** Start SOURCE EXTRACT **
# Three Phase Electric riding mower utility vehicle project



## PStechPaul (May 1, 2012)

I thought I had a thread here on my electric riding mower project, but apparently I only briefly mentioned it in my introductory post, and then posted some pictures, videos, and information in various places. I have a more complete thread at http://www.mytractorforum.com/showthread.php?t=230278.

Perhaps I should have a complete build thread, or a web page with all the details and the trial and error process that I've gone through on this project, but for now I'll post the latest video of what I have done on this "toy":





 
It's been about a year since I last did anything with it, and when I pulled the tarp off I found part of a mouse nest in the opening on top of the motor. But it was not really very much and I was able to fish it out with my fingers and a screwdriver. Some time ago I had left the tarp off and there was water in the motor from a heavy thunderstorm, but I dumped it out and it seems not to have caused any damage.

First I put the machine on its side and I found that the drive pulley of the transmission could be turned two revolutions before it would start rotating the chain drive to the rear axle differential. But it seems that it has this excessive free play only in reverse, although the forward gears still require about 1/4 turn to engage. 

I used an old (1999?) vintage 17 Ah 12V SLA battery that I have frankly abused and neglected, but it still holds a charge and was able to supply about 15 amps to a 12V to 220VAC 1000W inverter that I modified to get 270 VDC, which I connected to the DC link of my 2HP VFD to the motor. The motor turns but it is noisy and draws about 120 watts with the transmission in neutral, but I think most of that power and noise is the transmission and drive pulleys.

The battery is back on charge and tomorrow I plan to use it to take a short ride to see what sort of power I can get. I think I should be able to run on about 400 watts which is the continuous rating of the inverter, as long as the voltage doesn't sag below the 200 VDC limit. Already it is down to about 220, but the battery voltage was sagging to about 11.5 volts even at 15 amps. Hopefully the fresh charge will work for a short run. 

For this little tractor, I will probably complete it using either the 4 12V 12Ah SLAs I have, in parallel, or maybe a deep cycle 100 Ah marine battery I can get from Walmart for about $75:
http://www.walmart.com/ip/EverStart-27DC-6-Marine-Battery/16795212

It should provide the 30-40 amps I will probably need for about 20 minutes to 1/2 hour or so. That's enough for now. Then I might get a 1500W inverter with 24VDC input, and get another battery so I'll be able to run for about an hour of light duty and hopefully be able to tow a cart with several hundred pounds of firewood. The real test will be (if I dare) to take it up to the top of the hill which is a rough 10-20% grade. It would go up empty, and down with a load. But I'm a little concerned about the braking ability of the tractor. Like many small tractors, it uses a small disc brake on the transmission, but if a rear tire loses contact with the ground, the other can spin. On my Simplicity Broadmoor, one of the axle pins sheared off, which is even worse. Maybe I'll install a set of disk wheel brakes designed for a go-cart, or maybe some brakes from junk motorcycles...
** End SOURCE EXTRACT **
## WORK INSTRUCTIONS
A. According to the electric riding mower post, what did the author find in the opening on top of the motor after pulling the tarp off?
B. Retype a passage of the electric riding mower post word for word, beginning at the words "First I put" and stopping after "and drive pulleys.".
C. Extend the forum post about the electric riding mower project, picking up after its final sentence.
** Start ENTRIES SHOWN **
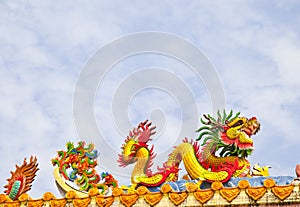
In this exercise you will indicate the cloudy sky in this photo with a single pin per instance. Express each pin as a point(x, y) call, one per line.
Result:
point(252, 46)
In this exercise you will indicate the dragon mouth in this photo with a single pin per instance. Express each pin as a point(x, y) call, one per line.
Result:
point(251, 129)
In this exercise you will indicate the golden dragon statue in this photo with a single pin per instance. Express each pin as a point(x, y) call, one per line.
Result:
point(226, 143)
point(76, 171)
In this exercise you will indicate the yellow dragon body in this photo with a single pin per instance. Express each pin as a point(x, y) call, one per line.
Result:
point(226, 143)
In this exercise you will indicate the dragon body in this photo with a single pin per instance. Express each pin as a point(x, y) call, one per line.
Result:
point(76, 169)
point(226, 143)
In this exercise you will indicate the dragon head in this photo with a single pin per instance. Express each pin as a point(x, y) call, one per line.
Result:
point(136, 139)
point(231, 136)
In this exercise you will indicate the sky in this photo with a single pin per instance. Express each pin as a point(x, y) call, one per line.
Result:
point(251, 48)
** End ENTRIES SHOWN **
## RESPONSES FOR EACH TASK
A. Part of a mouse nest.

B.
First I put the machine on its side and I found that the drive pulley of the transmission could be turned two revolutions before it would start rotating the chain drive to the rear axle differential. But it seems that it has this excessive free play only in reverse, although the forward gears still require about 1/4 turn to engage. 

I used an old (1999?) vintage 17 Ah 12V SLA battery that I have frankly abused and neglected, but it still holds a charge and was able to supply about 15 amps to a 12V to 220VAC 1000W inverter that I modified to get 270 VDC, which I connected to the DC link of my 2HP VFD to the motor. The motor turns but it is noisy and draws about 120 watts with the transmission in neutral, but I think most of that power and noise is the transmission and drive pulleys.

C.
----------



## PStechPaul (May 1, 2012)

I decided to take some of the tractor apart and do a good cleaning and inspection. I pulled off the hood and seat assembly and found some rust, but nothing too serious. However, I found that the brake seemed to be inoperable, and I think it may be missing a part. I wire brushed most of the deck where it was rusty, and it looks much better, especially after a quick spray with gray primer. There are two metal pins that seem to function as caliper brake pads which would press against the disk, but they are too short to make contact. The actuation lever has a bent portion that would push on these pins if they were longer, or if there were an extra part like a real brake pad with pins to match the pins already there.


----------



## toddshotrods (Feb 10, 2009)

Hey Paul, great to see a thread and progress on this. You suggested it in my thread asking if there was a way to test AC motors with a 12v battery like we do DC motors.

I actually came up with a way to make the motor I have functional in an upcoming project. Not a cheap 12v test, but a marginally useful motorcycle. I have been using these little Razor scooter batteries in Scrape for a year now and I am really impressed with them. Of course, being lead, the range is horrible but I have completely abused these things, running them far below any reasonable DOD, and drawing (for what they are) huge amounts of current from them repeatedly.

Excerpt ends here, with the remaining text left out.